FRAGMENTO DEL TEXTO:
'''

Como el procesamiento de imágenes usaba mucha memoria, los científicos que dirigen la misión decidieron borrar el software que controla la cámara y dejar espacio disponible para almacenar y transmitir datos sobre las partículas que componen los confines del Sistema Solar.

Se calcula que las Voyager tardarán unos 40.000 años en alcanzar las proximidades de la estrella más cercana.

Un paso al más allá

La Voyager I está en la delantera en la carrera hacia las estrellas. Hace pocos meses se confirmó que en agosto de 2012 la nave cruzó la “frontera” que marca el límite de los dominios del Sol. Una zona adonde ya no llega el viento solar y empieza el espacio interestelar.

'''

Datos de localización de objetos mediante lenguaje natural:
'''

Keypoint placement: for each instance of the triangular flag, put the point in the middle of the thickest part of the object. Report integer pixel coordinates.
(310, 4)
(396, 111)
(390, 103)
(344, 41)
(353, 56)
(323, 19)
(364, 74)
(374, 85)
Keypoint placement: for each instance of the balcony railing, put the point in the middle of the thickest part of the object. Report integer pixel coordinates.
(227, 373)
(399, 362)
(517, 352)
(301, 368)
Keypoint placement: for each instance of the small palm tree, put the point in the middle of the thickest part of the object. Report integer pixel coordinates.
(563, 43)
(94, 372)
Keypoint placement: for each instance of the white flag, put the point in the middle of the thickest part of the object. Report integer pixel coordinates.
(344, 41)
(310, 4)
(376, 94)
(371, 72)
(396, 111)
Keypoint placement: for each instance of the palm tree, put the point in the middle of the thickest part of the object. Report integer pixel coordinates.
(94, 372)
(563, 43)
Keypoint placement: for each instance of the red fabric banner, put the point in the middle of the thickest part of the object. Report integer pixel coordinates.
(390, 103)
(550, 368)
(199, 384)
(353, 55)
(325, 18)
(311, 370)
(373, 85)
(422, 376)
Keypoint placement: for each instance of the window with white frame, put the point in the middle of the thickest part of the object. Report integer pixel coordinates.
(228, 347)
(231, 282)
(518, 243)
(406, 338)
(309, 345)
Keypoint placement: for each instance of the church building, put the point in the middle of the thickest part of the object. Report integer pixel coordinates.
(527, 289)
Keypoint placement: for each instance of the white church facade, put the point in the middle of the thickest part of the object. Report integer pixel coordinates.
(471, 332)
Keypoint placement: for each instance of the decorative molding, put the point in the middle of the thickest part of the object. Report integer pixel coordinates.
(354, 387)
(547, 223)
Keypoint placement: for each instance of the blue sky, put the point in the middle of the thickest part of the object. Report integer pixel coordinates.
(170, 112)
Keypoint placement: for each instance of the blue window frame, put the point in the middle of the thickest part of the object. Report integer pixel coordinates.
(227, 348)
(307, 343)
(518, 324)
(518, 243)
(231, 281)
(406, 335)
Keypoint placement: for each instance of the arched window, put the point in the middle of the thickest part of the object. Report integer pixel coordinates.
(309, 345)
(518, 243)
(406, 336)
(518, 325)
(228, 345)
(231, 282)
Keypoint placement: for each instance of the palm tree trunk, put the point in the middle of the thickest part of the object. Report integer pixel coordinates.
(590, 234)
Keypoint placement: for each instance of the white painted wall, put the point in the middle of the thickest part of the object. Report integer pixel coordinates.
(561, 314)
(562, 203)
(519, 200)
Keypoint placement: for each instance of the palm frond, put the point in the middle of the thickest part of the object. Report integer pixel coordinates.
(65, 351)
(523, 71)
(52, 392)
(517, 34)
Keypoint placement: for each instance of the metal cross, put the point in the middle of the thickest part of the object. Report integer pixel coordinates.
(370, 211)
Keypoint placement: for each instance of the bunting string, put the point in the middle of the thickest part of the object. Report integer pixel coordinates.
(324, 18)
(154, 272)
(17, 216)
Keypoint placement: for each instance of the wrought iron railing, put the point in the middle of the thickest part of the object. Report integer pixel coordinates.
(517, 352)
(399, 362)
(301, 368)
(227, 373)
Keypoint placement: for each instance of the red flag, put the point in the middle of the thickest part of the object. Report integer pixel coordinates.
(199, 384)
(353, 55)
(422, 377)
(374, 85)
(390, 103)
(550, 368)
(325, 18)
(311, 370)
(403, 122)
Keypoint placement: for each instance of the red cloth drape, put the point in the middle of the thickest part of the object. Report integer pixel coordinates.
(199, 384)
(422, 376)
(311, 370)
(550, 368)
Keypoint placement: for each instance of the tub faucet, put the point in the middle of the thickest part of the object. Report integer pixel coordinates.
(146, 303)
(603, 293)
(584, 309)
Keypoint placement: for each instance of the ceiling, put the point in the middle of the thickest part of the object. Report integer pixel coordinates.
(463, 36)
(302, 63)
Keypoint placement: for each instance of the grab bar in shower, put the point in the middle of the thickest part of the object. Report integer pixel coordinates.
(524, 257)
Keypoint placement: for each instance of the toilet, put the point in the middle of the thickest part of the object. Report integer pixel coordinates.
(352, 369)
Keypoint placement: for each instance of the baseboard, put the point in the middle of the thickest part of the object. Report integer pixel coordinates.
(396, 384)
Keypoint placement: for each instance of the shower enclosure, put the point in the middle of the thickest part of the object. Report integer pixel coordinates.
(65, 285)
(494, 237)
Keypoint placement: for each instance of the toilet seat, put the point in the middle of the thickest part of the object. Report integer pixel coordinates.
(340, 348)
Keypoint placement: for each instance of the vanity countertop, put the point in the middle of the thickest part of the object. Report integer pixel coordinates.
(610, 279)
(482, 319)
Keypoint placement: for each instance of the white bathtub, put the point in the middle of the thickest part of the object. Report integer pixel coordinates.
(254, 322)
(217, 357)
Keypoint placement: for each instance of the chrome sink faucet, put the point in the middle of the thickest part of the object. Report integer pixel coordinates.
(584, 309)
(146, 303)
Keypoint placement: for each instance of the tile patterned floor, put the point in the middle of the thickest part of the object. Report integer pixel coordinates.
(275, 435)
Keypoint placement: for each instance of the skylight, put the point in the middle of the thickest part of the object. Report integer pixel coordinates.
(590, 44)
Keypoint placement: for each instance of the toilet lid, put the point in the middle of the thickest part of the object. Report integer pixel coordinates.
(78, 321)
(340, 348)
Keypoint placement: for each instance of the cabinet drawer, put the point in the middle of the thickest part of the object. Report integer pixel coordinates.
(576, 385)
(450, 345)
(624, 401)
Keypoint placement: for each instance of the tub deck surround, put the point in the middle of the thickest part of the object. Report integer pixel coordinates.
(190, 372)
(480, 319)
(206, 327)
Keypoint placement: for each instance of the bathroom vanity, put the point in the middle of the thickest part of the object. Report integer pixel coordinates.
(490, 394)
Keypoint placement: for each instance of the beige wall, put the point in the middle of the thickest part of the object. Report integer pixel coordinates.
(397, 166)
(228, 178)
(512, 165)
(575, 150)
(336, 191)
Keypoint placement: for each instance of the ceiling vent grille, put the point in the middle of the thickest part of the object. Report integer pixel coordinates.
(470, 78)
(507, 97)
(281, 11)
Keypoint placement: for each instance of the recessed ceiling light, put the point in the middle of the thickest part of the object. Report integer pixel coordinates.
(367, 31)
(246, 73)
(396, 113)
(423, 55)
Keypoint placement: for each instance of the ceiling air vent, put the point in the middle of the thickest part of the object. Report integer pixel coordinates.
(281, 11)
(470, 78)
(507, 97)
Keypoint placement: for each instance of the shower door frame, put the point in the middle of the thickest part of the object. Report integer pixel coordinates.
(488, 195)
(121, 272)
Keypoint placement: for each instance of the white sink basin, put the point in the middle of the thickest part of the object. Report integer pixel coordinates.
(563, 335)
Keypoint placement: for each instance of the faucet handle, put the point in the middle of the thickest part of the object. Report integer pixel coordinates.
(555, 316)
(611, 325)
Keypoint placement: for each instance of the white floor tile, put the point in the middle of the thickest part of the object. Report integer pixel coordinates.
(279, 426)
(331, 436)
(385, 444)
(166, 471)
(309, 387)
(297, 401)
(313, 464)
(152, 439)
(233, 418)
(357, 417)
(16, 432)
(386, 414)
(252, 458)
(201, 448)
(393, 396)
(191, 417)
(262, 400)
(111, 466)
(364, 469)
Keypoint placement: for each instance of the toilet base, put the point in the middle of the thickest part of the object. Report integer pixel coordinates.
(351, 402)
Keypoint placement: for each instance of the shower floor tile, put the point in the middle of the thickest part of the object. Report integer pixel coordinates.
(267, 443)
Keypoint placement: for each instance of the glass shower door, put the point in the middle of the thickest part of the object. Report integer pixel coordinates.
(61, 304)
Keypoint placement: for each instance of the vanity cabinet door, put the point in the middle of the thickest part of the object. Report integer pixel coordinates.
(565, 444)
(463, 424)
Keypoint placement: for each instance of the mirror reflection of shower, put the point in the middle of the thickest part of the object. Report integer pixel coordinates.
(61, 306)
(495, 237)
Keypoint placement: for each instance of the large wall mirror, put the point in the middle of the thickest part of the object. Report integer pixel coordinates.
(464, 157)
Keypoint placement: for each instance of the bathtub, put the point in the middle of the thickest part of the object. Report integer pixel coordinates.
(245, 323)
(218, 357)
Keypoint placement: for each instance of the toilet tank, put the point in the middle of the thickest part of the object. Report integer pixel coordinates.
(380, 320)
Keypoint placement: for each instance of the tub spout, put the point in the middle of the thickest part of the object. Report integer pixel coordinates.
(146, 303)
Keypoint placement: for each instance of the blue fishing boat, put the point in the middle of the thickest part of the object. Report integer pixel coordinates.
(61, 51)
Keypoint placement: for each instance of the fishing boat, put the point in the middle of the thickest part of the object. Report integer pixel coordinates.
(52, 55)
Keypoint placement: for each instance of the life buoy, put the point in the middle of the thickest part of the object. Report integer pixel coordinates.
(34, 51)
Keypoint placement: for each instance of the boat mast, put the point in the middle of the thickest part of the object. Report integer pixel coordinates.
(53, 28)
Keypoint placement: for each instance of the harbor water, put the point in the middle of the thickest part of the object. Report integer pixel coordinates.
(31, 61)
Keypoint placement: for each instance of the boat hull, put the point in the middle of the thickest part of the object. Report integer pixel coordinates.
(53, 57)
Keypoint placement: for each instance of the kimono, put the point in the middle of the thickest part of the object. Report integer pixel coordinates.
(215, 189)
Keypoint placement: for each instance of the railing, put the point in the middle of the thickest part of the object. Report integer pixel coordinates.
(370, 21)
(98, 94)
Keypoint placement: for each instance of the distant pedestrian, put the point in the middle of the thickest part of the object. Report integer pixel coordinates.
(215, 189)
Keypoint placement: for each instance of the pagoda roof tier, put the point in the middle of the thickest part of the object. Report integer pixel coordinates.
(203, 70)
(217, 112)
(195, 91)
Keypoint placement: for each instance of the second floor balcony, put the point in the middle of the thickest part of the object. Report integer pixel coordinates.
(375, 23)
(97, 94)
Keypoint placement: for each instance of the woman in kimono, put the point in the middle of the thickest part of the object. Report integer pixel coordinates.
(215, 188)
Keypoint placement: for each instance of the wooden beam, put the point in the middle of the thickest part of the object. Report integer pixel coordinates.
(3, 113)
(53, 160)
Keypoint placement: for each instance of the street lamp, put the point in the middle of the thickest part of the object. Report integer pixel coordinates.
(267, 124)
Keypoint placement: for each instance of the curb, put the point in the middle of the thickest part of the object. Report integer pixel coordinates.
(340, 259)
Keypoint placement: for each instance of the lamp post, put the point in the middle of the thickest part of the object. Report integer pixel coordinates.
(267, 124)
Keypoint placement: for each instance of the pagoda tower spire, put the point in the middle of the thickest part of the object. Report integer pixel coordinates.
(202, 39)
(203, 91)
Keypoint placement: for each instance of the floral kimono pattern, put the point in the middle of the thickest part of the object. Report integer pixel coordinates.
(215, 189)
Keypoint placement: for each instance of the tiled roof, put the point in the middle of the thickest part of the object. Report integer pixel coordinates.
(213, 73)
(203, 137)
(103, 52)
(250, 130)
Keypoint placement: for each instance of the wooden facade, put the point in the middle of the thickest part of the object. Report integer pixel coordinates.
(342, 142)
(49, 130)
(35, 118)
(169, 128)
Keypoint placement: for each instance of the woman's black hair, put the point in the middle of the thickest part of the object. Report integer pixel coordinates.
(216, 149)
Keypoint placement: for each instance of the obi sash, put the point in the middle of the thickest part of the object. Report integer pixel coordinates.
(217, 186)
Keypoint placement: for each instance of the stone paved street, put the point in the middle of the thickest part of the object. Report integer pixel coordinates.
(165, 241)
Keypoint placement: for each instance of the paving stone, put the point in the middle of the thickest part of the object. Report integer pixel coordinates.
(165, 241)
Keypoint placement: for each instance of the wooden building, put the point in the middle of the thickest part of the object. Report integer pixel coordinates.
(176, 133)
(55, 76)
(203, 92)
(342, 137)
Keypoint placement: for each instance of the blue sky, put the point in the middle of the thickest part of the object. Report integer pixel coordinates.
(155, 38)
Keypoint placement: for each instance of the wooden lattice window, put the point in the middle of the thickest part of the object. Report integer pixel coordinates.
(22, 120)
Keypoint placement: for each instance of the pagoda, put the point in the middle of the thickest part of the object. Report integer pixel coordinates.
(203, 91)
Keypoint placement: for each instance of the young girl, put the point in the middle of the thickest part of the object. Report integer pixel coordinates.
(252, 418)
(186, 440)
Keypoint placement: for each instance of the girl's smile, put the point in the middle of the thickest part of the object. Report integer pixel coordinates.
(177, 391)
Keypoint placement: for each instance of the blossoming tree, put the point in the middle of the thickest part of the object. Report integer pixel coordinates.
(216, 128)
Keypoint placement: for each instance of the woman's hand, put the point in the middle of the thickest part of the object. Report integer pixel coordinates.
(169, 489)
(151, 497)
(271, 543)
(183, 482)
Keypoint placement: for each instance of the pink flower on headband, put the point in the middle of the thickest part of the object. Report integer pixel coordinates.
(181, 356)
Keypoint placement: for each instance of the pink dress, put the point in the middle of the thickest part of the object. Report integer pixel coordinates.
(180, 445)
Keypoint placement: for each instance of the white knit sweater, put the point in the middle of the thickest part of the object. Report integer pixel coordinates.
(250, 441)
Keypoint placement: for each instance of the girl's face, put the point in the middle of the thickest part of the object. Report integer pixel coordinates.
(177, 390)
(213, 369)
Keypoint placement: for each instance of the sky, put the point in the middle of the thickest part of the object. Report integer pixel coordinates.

'''

ACTIVIDADES:
1. Copie sin cambios una parte del texto sobre las sondas Voyager: comience en las palabras que contienen "Se calcula que" y deténgase después de "el espacio interestelar.".
2. Retome el texto sobre las sondas Voyager y continúelo a partir de su última oración.
Las filas constituyen un material independiente del texto sobre las sondas Voyager.

RESPUESTAS POR ACTIVIDAD:
1.
Se calcula que las Voyager tardarán unos 40.000 años en alcanzar las proximidades de la estrella más cercana.

Un paso al más allá

La Voyager I está en la delantera en la carrera hacia las estrellas. Hace pocos meses se confirmó que en agosto de 2012 la nave cruzó la “frontera” que marca el límite de los dominios del Sol. Una zona adonde ya no llega el viento solar y empieza el espacio interestelar.

2.
“Es un hito histórico. No sóolo porque es la primera vez que un producto del ser humano sale del Sistema Solar, sino porque ese objeto está haciendo mediciones directas en aquel lugar y está confirmando las predicciones que se habían hecho aquí en la Tierra”, considera el doctor Sergio Dasso, profesor de la Facultad de Ciencias Exactas y Naturales de la UBA en los departamentos de Física y de Ciencias de la Atmósfera y los Océanos, e investigador del CONICET en el Instituto de Astronomía y Física del Espacio. “Además, los magnetómetros que están funcionando a bordo de la sonda, y sirven para medir el campo magnético, fueron diseñados por el doctor Mario Acuña, un ingeniero argentino que trabajó durante décadas en la NASA”, añade, con inocultable orgullo.

Tomó más de un año confirmar oficialmente el hecho. Se había producido una oscilación significativa en los datos que enviaba la nave. El aparato había detectado una disminución considerable de las partículas que viajan con el viento solar y un fuerte aumento de la cantidad de rayos cósmicos galácticos.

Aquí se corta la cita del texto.